Stated task
Return verbatim the lines of the listing below, starting at the line that contains "shelf, written as integer pixel values." and continuing through the listing's final line.

Provided records
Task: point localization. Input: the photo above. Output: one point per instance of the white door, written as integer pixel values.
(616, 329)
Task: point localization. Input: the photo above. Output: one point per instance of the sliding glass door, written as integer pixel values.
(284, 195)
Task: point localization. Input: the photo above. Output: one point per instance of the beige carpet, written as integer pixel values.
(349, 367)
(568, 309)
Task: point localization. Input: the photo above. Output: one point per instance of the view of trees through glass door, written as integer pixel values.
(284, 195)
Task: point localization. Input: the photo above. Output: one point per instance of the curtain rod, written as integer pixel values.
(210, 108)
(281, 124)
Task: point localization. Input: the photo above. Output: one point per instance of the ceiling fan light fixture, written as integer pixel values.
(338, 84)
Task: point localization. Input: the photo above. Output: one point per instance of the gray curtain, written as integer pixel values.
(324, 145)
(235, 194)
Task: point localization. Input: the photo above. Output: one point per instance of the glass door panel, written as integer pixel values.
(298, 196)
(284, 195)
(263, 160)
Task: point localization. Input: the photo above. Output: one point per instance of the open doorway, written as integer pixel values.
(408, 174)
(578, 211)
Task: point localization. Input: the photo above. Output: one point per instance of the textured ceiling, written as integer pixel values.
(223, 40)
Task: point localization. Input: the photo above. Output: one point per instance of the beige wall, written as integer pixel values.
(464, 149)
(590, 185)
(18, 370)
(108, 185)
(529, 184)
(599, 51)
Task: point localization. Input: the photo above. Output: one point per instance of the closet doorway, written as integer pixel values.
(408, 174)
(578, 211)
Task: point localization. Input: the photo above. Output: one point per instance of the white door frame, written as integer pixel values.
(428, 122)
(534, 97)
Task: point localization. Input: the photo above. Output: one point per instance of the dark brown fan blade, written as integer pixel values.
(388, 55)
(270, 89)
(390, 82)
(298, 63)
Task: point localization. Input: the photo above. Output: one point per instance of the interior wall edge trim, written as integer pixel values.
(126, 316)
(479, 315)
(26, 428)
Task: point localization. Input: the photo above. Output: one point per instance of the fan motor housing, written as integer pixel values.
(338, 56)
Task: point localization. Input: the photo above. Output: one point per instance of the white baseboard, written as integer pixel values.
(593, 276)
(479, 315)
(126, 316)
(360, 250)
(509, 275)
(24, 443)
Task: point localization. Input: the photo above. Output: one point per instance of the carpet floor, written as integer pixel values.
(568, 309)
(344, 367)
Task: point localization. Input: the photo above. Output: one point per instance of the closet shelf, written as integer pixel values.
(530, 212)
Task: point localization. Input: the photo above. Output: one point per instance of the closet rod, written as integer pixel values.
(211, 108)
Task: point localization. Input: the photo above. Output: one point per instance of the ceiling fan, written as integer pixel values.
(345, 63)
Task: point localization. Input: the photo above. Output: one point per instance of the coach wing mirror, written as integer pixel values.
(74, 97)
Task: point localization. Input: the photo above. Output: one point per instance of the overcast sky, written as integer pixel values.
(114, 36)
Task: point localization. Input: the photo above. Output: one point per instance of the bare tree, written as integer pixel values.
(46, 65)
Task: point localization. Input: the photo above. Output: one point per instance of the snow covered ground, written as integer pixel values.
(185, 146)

Finished answer
Task: point localization. Input: the photo above. Output: one point per instance of the closet shelf, written as integer pixel values.
(530, 212)
Task: point localization. Input: the photo above. Output: one point per instance of the closet rod, written as integer pixel values.
(211, 108)
Task: point localization. Input: the photo above. Output: one point per instance of the ceiling fan, written as integer pixel values.
(345, 63)
Task: point localization. Input: the photo above. Output: one point per instance of the coach wing mirror, written as integer pixel values.
(74, 97)
Task: point localization. Input: the photo above. Output: one point per instance of the overcast sky, written as integer pixel values.
(114, 36)
Task: point localization. Input: the photo above. Output: one point per instance of the bare tree, written as integer pixel values.
(46, 65)
Task: point localization. Input: the photo above. Output: one point per instance of the snow covered ground, written as integer pixel values.
(185, 146)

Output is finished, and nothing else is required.